Excerpted passage =>
#####

# Job possibility



## Snowbody (Jan 3, 2009)

So my DS has applied for a job as a weather executive producer in the San Francisco area. He had a phone interview with an HR person at the network which owns them, and then a phone interview with the news director out there yesterday. The ND says he's got 10 people to interview and he'll pick 3 whom he'll fly out to San Fran. I'm wishing so hard that he gets this. It would be a staff job with benefits and a decent salary, unlike what he's had here for the past several years. Oh, and the web show on Climate Change that he worked on several months ago just won some awards yesterday. Keep him in your thoughts.:biggrin:


----------



## IzzysBellasMom (Jan 16, 2013)

San Francisco, that is so far away from you...but it is a good place to vacation!! Praying that he gets the job.


----------



## Zoe's Mom88 (Apr 25, 2011)

Sue, sounds like a great opportunity and San Francisco, that's nice. Praying he gets the job, keep us posted. rayer:


----------



## SammieMom (Nov 13, 2010)

Will do Sue. Good luck!! If he gets the job, will you relocate? I guess you'll be a west coast girl, with an east coast accent..:HistericalSmiley:


----------



## lynda (Oct 11, 2005)

Sue, saying prayers that he gets this job and keeping fingers and toes crossed too.


----------



## Furbabies mom (Jul 25, 2011)

Will keep your DH in my prayers. Sounds like a great opportunity!


----------



## Furbabies mom (Jul 25, 2011)

Furbabies mom said:


> Will keep your DH in my prayers. Sounds like a great opportunity!


Sorry I mean your son!


----------



## maggie's mommy (Mar 12, 2006)

Sue, sending prayers and positive thoughts for your son. I hope he gets the job.


----------



## Lacie's Mom (Oct 11, 2006)

Sue -- sending lots of prayers for David. If it's an NBC affiliate, I have some pull. Let me know.

And do you know what your project will be this year? I know that it starts in the summer.


----------



## dntdelay (May 27, 2011)

Tell your son good luck!!!


----------



## mdbflorida (Feb 28, 2013)

Oh fingers and paws crossed. He will love SF.


----------



## maggieh (Dec 16, 2007)

Hoping this works out for him! What a wonderful opportunity!


----------



## wkomorow (Aug 26, 2011)

Sue, I will be adding my wishes to yours for David getting this job. Already through the first hurdle. This is great news. Wishing him success getting this job. SanFran is such a awesome city to live in - just a little expensive - but you all are from NY so he is used paying a bit more for things.


----------



## maltese manica (Nov 6, 2012)

Great news crossing my paws and fingers for you!!!


----------



## Sushi's Mom (Mar 28, 2013)

Sushi and I have our fingers and paws crossed for your son. It may be far from home but the shopping you can do when you visit him there is fabulous! GOOD LUCK!


----------



## SuziLee (Aug 17, 2011)

I love San Francisco! Sounds like that would be an amazing opportunity for him. Fingers crossed!!!


----------



## michellerobison (Dec 17, 2009)

Hope he gets the job too. Hopefully he will get a place with an extra guestroom?


----------



## educ8m (May 19, 2010)

#####

Supplied information =>
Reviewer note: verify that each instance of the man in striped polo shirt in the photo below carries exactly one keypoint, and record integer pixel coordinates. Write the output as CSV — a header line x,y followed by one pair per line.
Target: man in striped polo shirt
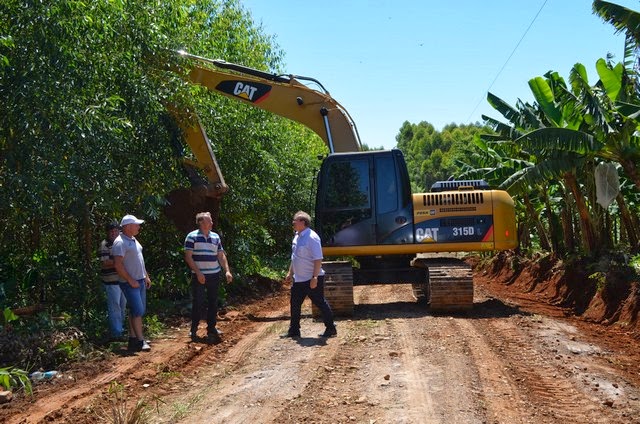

#####

Work instructions =>
1. In the forum thread about the job possibility, how many candidates will the news director choose to fly out to San Francisco?
2. Write the next part of the forum thread about the son's job possibility, starting where it stops.

Final results =>
1. Three.

2.
Oh gosh, waiting to find out about a job is stressful, especially if its as great as this one sounds! I think your son will love San Francisco. I will be praying and keeping fingers and toes crossed for his success.


----------



## sherry (Jan 4, 2013)

Sounds like a great opportunity for him! Fingers crossed!


----------



## Summergirl73 (Sep 18, 2011)

Paws crossed! Also hoping that Lynn can help by putting in a good word for him  .


----------



## donnad (Aug 22, 2006)

Good luck to David...sending good vibes his way!


----------



## MoonDog (Jun 6, 2011)

Go David!!! Sue, we'll keep our fingers, toes and paws crossed.


----------



## Maisie and Me (Mar 12, 2009)

Sue, I hope and will pray David is hired for this position, sounds like it would be awesome!:chili:


----------



## SammieMom (Nov 13, 2010)

SammieMom said:


> Will do Sue. Good luck!! If he gets the job, will you relocate? I guess you'll be a west coast girl, with an east coast accent..:HistericalSmiley:


Well, I need to edit my post to wish David :Good luck: I did think Sue sure is taking all this in stride....:HistericalSmiley: those DS & DH trip me up.


----------



## hoaloha (Jan 27, 2012)

Wishing David the best of luck! Sue, I know how proud you are. Hopefully, that means more visits to the west coast from you! 


Sent from Petguide.com Free App


----------



## Snowbody (Jan 3, 2009)

IzzysBellasMom said:


> San Francisco, that is so far away from you...but it is a good place to vacation!! Praying that he gets the job.


Christy - yes, very far but I love visiting SF. I hadn't been there in years and then last summer had work there and totally enjoyed it.


Zoe's Mom88 said:


> Sue, sounds like a great opportunity and San Francisco, that's nice. Praying he gets the job, keep us posted. rayer:


Thanks so much, Barbie. He really deserves a full time job after all he's done.


SammieMom said:


> Will do Sue. Good luck!! If he gets the job, will you relocate? I guess you'll be a west coast girl, with an east coast accent..:HistericalSmiley:


Kandis - it's my son not my husband. We're staying put. 


lynda said:


> Sue, saying prayers that he gets this job and keeping fingers and toes crossed too.


Thanks so much, Lynda.


Furbabies mom said:


> Will keep your DH in my prayers. Sounds like a great opportunity!





Furbabies mom said:


> Sorry I mean your son!


Thanks, Debbie though we could all use some prayers


maggie's mommy said:


> Sue, sending prayers and positive thoughts for your son. I hope he gets the job.


Thanks so much, Pat. Me too.


Lacie's Mom said:


> Sue -- sending lots of prayers for David. If it's an NBC affiliate, I have some pull. Let me know.
> 
> And do you know what your project will be this year? I know that it starts in the summer.


Thanks, Lynn. Not sure whose affiliate but am glad he got to talk directly to the news director and they take weather seriously.
I started my annual project for McGraw-Hill. This makes my 20th year. :chili::chili: Love it and think my knee is finally getting shoot worthy for a shooting schedule. :HistericalSmiley:


dntdelay said:


> Tell your son good luck!!!


I will, Audrey.


----------



## eiksaa (Jun 8, 2012)

Fingers and toes crossed for your son. I'm in SF right now and it sure is a great city. Hope he hears some good news real soon. 


Sent from Petguide.com Free App


----------



## Snowbody (Jan 3, 2009)

mdbflorida said:


> Oh fingers and paws crossed. He will love SF.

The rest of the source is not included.